Copy the data below word for word, leaving out the pictures.

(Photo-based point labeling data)
★ ★ ★
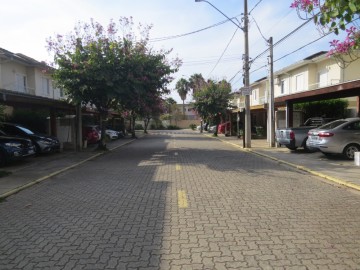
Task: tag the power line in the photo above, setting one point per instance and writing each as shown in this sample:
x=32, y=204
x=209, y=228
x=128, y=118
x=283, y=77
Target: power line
x=193, y=32
x=255, y=6
x=282, y=39
x=227, y=46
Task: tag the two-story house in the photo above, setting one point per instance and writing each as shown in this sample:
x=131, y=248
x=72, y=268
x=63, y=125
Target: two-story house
x=317, y=77
x=24, y=84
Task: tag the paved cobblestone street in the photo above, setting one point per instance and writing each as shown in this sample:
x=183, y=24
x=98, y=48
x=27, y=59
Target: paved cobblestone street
x=181, y=200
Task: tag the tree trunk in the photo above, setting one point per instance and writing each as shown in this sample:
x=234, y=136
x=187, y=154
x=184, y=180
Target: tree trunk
x=103, y=122
x=146, y=124
x=133, y=118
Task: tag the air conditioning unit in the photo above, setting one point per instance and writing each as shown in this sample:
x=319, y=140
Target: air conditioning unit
x=277, y=81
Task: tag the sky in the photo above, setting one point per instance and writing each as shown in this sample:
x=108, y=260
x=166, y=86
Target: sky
x=199, y=33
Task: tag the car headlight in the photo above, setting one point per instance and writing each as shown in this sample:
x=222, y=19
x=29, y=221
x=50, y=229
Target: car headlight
x=44, y=142
x=13, y=144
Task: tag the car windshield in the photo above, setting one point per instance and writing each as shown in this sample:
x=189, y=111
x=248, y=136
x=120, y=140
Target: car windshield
x=27, y=131
x=333, y=124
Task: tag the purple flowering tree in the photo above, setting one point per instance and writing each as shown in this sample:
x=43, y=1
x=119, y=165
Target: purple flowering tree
x=336, y=16
x=109, y=67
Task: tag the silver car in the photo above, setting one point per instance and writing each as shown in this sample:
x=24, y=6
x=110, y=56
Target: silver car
x=337, y=137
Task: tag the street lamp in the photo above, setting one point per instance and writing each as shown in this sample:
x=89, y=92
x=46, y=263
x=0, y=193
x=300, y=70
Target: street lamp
x=247, y=143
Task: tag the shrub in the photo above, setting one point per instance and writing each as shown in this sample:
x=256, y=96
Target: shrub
x=139, y=127
x=173, y=127
x=192, y=126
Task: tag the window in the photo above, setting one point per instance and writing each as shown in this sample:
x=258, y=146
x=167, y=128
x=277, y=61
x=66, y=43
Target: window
x=46, y=86
x=283, y=86
x=20, y=84
x=300, y=82
x=322, y=78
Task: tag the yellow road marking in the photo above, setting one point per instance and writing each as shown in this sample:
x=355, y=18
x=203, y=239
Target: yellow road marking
x=182, y=199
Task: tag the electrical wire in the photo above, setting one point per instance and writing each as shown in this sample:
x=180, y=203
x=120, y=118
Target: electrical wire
x=255, y=6
x=193, y=32
x=227, y=46
x=259, y=29
x=282, y=39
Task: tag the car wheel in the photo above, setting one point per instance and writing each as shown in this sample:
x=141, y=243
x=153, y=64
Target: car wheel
x=349, y=150
x=37, y=149
x=2, y=158
x=307, y=149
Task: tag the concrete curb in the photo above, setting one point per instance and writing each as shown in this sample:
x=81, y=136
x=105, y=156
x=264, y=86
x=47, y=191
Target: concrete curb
x=302, y=168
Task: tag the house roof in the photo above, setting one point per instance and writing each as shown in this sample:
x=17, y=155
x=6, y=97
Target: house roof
x=19, y=57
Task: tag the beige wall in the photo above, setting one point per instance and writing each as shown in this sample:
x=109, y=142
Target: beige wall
x=352, y=71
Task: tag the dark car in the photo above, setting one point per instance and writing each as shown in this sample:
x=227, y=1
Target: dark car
x=43, y=143
x=91, y=134
x=14, y=148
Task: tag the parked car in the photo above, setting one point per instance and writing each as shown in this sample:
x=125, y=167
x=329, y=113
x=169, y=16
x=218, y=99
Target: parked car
x=295, y=137
x=91, y=133
x=337, y=137
x=14, y=148
x=112, y=134
x=43, y=143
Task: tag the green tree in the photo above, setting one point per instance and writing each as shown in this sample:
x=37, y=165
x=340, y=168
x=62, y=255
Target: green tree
x=196, y=82
x=212, y=101
x=334, y=108
x=182, y=87
x=334, y=15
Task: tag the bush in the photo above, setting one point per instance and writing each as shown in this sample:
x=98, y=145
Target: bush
x=139, y=127
x=172, y=127
x=192, y=126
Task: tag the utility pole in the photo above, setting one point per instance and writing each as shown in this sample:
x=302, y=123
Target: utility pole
x=246, y=67
x=271, y=109
x=247, y=78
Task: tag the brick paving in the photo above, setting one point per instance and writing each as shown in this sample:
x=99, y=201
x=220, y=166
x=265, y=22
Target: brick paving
x=237, y=210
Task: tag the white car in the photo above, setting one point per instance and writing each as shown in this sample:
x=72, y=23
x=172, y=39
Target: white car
x=112, y=134
x=337, y=137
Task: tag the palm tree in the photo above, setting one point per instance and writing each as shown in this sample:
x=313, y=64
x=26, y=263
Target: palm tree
x=183, y=87
x=197, y=82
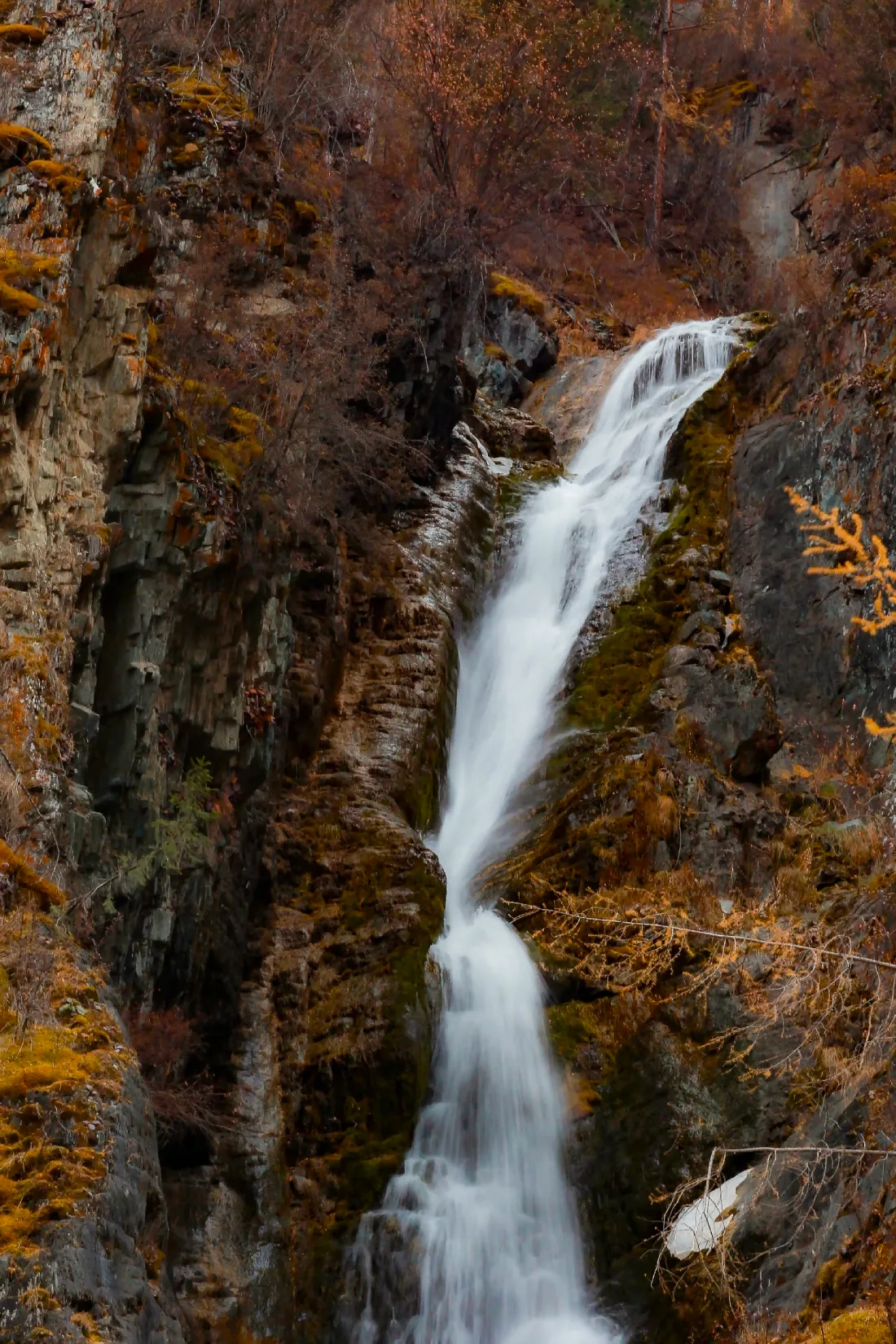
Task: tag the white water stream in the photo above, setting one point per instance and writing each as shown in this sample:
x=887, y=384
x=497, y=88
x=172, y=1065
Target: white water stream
x=477, y=1240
★ ★ ★
- _Written response_:
Task: tag the power line in the photo above, setting one point per instance and writing each as shown in this sample:
x=32, y=204
x=209, y=228
x=128, y=118
x=283, y=77
Target: power line
x=193, y=32
x=255, y=6
x=282, y=39
x=227, y=46
Task: tag the two-story house in the photo above, setting one point per instance and writing each as shown in this sample:
x=131, y=248
x=72, y=268
x=63, y=125
Target: two-story house
x=317, y=77
x=24, y=84
Task: tag the paved cobblestone street in the photo above, setting one point per instance and writing each as shown in this sample:
x=183, y=24
x=98, y=48
x=27, y=59
Target: paved cobblestone street
x=181, y=200
Task: tag the tree trunk in the photo above, setting one point per instance and writing each as shown in this sample:
x=234, y=136
x=187, y=154
x=184, y=180
Target: tree trunk
x=103, y=122
x=146, y=124
x=133, y=118
Task: tag the air conditioning unit in the photo above, setting one point per instance and writing each as shown in this sample:
x=319, y=140
Target: air conditioning unit
x=277, y=81
Task: tag the sky in the photo above, setting one point per instance and writing each as shown in this sample:
x=108, y=260
x=166, y=86
Target: sky
x=199, y=33
Task: tag the car headlight in the photo above, setting one point per instance and writing each as shown in this sample:
x=222, y=19
x=29, y=221
x=50, y=229
Target: car headlight
x=44, y=142
x=13, y=144
Task: tag the car windshield in the photo above, setting one point per instance and writing each as shown in this sample:
x=189, y=111
x=248, y=136
x=120, y=140
Target: car windshield
x=27, y=131
x=333, y=124
Task: tag the purple flowering tree in the photo above, setting one point per instance and writing each as shown in this sample:
x=43, y=1
x=119, y=165
Target: purple flowering tree
x=336, y=16
x=109, y=67
Task: tag the silver car in the photo above, setting one point per instance and writing each as shown in this sample:
x=24, y=6
x=110, y=56
Target: silver car
x=337, y=137
Task: tag the street lamp in the photo above, setting one point per instance and writing each as shown in this sample:
x=89, y=92
x=46, y=263
x=0, y=193
x=300, y=70
Target: street lamp
x=247, y=143
Task: tag the shrub in the photo above, setting one point per instance and writing each as shown in this sample:
x=256, y=96
Target: shrub
x=139, y=127
x=173, y=127
x=192, y=126
Task: tag the window in the photo above, setting one point per instance and writing each as shown in this sample:
x=258, y=146
x=167, y=128
x=277, y=61
x=66, y=43
Target: window
x=46, y=86
x=283, y=86
x=20, y=84
x=300, y=82
x=322, y=78
Task: tag the yellow road marking in the photo above, setting one point per instance and writing each as shown in this sample:
x=355, y=18
x=203, y=239
Target: yellow road marking
x=182, y=199
Task: tag the electrical wire in the photo above, setting one point per instance and writing each as shown in this sample:
x=180, y=203
x=120, y=118
Target: electrical wire
x=255, y=6
x=193, y=32
x=227, y=46
x=259, y=29
x=282, y=39
Task: tag the car wheel in the photo above, setting one point per instance and writing each as shown in this sample:
x=141, y=243
x=153, y=64
Target: car wheel
x=349, y=150
x=37, y=149
x=2, y=158
x=307, y=149
Task: tag the concrete curb in the photo above, setting one point per instance and writing each as shown in this sample:
x=81, y=136
x=105, y=156
x=264, y=86
x=47, y=191
Target: concrete curb
x=302, y=168
Task: tag the house roof in the photo above, setting one point per instance and writing each as shown in this sample:
x=17, y=155
x=6, y=97
Target: house roof
x=19, y=57
Task: tag the beige wall in the photo above, setting one point per instance and writing each as shown in this sample:
x=109, y=142
Target: beige wall
x=352, y=71
Task: tag the dark car in the photo above, setting one point per instance and writing each as shown in this sample:
x=227, y=1
Target: dark car
x=43, y=143
x=91, y=134
x=14, y=148
Task: tag the parked car in the photo above, setting one point per instance and writing each as shown in this sample:
x=125, y=167
x=329, y=113
x=169, y=16
x=218, y=99
Target: parked car
x=295, y=137
x=91, y=133
x=337, y=137
x=14, y=148
x=112, y=134
x=43, y=143
Task: tag the green tree in the photo above, setting one point per instance and writing each as shown in this sample:
x=37, y=165
x=340, y=168
x=62, y=255
Target: green tree
x=196, y=82
x=212, y=101
x=334, y=108
x=182, y=87
x=334, y=15
Task: tag the bush in the photo above, setting one point per instance and writing each as shown in this sample:
x=98, y=145
Target: bush
x=139, y=127
x=172, y=127
x=192, y=126
Task: tag the utility pole in the photo above, setting one point per instance and writing each as shown in this sample:
x=302, y=123
Target: utility pole
x=246, y=67
x=271, y=109
x=247, y=78
Task: tag the brick paving in the photo above, setting one point per instance and writing each as shown in this sample:
x=99, y=201
x=220, y=166
x=265, y=22
Target: brick paving
x=237, y=210
Task: tag the white car in the photo above, setting one point per instance and writing each as shown in this sample:
x=72, y=23
x=172, y=39
Target: white car
x=112, y=134
x=337, y=137
Task: tag the palm tree in the photo above, setting one point per instance and writing each as shown in this sample:
x=313, y=64
x=26, y=263
Target: palm tree
x=183, y=87
x=197, y=82
Task: tag the white water stream in the photo above, setting one point per instance and writing each as shown in this sample:
x=887, y=384
x=497, y=88
x=172, y=1065
Target: white water stream
x=477, y=1240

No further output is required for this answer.